◆ Job: Rescale the rows from their first line through the line that contains "x=180, y=218", giving every line in that span again, requests included. Multiply only the x and y coordinates in the answers by 0.65 and round them to whole numbers, halves up. Leave the requests and their sample points unchanged, and leave the pictures out.

### Available data ###

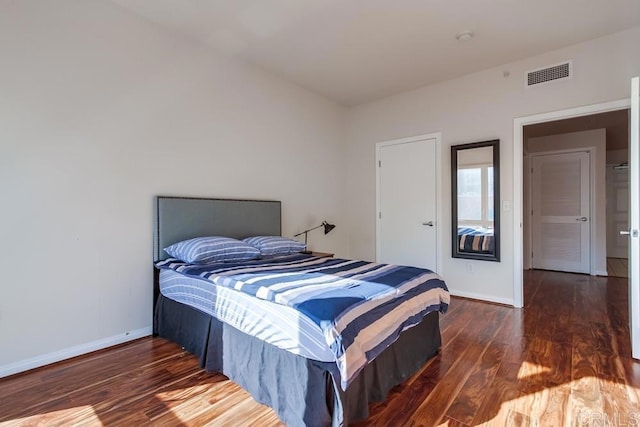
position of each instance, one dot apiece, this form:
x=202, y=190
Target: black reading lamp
x=327, y=228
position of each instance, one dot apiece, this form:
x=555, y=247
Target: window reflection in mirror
x=475, y=200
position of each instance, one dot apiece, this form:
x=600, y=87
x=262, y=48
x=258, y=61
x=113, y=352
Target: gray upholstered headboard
x=180, y=218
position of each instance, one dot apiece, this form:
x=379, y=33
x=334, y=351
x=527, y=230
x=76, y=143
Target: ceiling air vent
x=549, y=74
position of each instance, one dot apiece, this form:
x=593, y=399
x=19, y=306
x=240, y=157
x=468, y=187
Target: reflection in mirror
x=474, y=199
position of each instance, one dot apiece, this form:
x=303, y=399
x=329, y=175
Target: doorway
x=561, y=209
x=407, y=201
x=531, y=123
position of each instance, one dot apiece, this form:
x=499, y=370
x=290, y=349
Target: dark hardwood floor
x=564, y=360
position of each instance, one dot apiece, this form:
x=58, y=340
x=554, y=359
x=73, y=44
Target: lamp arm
x=306, y=231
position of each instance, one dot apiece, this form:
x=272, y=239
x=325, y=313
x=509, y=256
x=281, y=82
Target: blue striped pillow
x=205, y=250
x=275, y=245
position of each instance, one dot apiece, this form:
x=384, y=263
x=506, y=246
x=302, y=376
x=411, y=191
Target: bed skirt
x=302, y=392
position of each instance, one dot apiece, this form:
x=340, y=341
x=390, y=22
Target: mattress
x=361, y=307
x=281, y=326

###

◆ Solution to this exercise:
position of each instance, one dot apiece, this form:
x=202, y=190
Target: black reading lamp
x=213, y=148
position of each instance, one dot apiece, this form:
x=555, y=247
Target: window reflection in mirror
x=309, y=130
position of each instance, one dot apiece, this form:
x=600, y=87
x=262, y=48
x=258, y=61
x=113, y=352
Target: gray upholstered headboard
x=117, y=142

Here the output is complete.